##### ARTICLE

Pros: Once-high usage means that it is the best documented of the Rails slave plugins. Seems pretty straightforward to initially setup.
Cons: The author himself has admitted (in comments) that the project has fallen into a bit of a state of disrepair, and apparently it doesn’t play nice with Rails 2.2 and higher. The github lists multiple monkey patches necessary to get it working. It only appears to work with one slave DB.
master_slave_adapter
Credibility: It’s currently the most watched slave plugin-related project I can find on github (with about 90 followers). Also got mentioned in Ruby Inside a couple months ago. Has been updated in last six months.
Pros: Doesn’t use as much monkey patching to reach its goals, therefore theoretically more stable than other solutions as time passes.
Cons: Appears to only handle a connection to one slave DB. I’m not sure how many sites grow to the point of needing a slave DB, but then expect to stop growing such that they won’t need multiple slave DBs in the future? Not us. There’s also less support here than the other choices for limited use of the slave DB. This one assumes that you’ll want to use the slave for all SELECTs in the entire app, unless you’ve specifically wrapped it in a block that tells it to use the master.
Db Charmer
Credibility: Used in production by Scribd.com, which has about 4m uniques. Development is ongoing. Builds on acts_as_readonlyable, which has been around quite awhile.
Pros: Seems to strike a nice balance between the multiple database capabilities of SDP and the lightweight implementation of MSA. Allows one or more slaves to be declare in a given model, or for a model to use a different database entirely (aka db sharding). Doesn’t require any proprietary database.yml changes. Didn’t immediately break anything when I installed it.

##########
##### RAW DATA

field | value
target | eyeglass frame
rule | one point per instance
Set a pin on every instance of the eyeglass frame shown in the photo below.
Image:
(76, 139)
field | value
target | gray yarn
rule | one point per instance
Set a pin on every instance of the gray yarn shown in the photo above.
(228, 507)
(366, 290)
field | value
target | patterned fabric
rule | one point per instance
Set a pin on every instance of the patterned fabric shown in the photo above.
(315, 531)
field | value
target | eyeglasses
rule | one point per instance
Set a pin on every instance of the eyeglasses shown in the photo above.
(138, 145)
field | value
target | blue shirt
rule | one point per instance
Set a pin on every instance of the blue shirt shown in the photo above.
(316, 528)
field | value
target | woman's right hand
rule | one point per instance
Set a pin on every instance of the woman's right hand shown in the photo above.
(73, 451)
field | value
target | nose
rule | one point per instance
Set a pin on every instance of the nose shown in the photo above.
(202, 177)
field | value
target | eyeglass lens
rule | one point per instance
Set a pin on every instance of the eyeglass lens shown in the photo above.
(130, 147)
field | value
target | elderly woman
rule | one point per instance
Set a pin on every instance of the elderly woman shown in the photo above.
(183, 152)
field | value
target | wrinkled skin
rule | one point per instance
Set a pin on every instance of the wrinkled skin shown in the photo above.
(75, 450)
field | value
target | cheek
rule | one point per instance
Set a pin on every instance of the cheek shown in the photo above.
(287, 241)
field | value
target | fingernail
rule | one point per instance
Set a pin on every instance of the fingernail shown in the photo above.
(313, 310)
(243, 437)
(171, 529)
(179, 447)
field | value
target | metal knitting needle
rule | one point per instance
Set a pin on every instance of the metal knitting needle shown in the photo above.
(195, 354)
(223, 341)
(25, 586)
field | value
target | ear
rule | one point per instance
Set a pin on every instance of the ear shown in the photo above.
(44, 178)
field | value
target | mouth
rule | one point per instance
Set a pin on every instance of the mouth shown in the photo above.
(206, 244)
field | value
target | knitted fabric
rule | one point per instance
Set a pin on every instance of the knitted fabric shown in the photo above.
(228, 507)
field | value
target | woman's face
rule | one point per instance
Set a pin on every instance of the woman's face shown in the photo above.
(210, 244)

##########

**PROBLEM SET**
1. In the comparison of Rails slave database plugins, which site is named as using Db Charmer in production?
2. Extend the comparison of Rails slave database plugins past its last sentence.

**ANSWERS IN ORDER**
1. Scribd.com

2.
Cons: In first hour of usage, it doesn’t work. It seems to route most of its functionality through a method called #switch_connection_to, and that method doesn’t do anything (including raise an error) when I try to call it. It just uses our existing production database rather than a slave. The documentation for this plugin is currently bordering on “non-existent,” although that is not surprising given that the plugin was only released a couple months ago. Emailed the plugin’s author a week ago to try to get some more details about it and never heard back.
Seamless Database Pool
Credibility: Highest rated DB plugin on Agile Web Development plugin directory. Has been updated in last six months.
Pros: More advertised functionality than any other slave plugin, including failover (if one of your slaves stops working, this plugin will try to use other slaves or your master). Documentation is comparatively pretty good amongst the slave DB choices, with rdoc available. Supports multiple slave databases, even allowing weighting of the DBs. And with the exception of Thinking Sphinx, it has “just worked” since dropping it in.
Cons: Tried to index Thinking Sphinx and ran into difficulty since this plugin redefines the connection adapter used in database.yml*. The changes needed to database.yml (which are quite proprietary), make me suspicious that this may also conflict with New Relic (which detects DB plugin in a similar manner to TS). Would be nice if it provided a way to specify database on a per-model basis, like Db Magic. Also, would inspire more confidence if this had a Github project to gauge number of people using this.
Conclusion
Unfortunately, working with multiple slave databases in Rails seems to be one of the “wild west” areas of development. It’s not uninhabited, but there is no go-to solution that seems ready to drop in and work with Rails 2.2 and above. For those running Rails 2.2+ and looking to use multiple slaves, Db Magic and Seamless Database Pool are the two clear frontrunners. I like the simpler, model-driven style plus lack of database.yml weirdness of Db Magic. But I really like the extra functionality of SDP. At this point, our choice will probably boil down to which one gives us the least hassle to get working, and that appears to be SDP, which worked immediately except for Thinking Sphinx.
I’ll be sure to post updates as I get more familiar with these plugins. Especially if it looks like there is any intelligent life out there besides me that is attempting to get this working.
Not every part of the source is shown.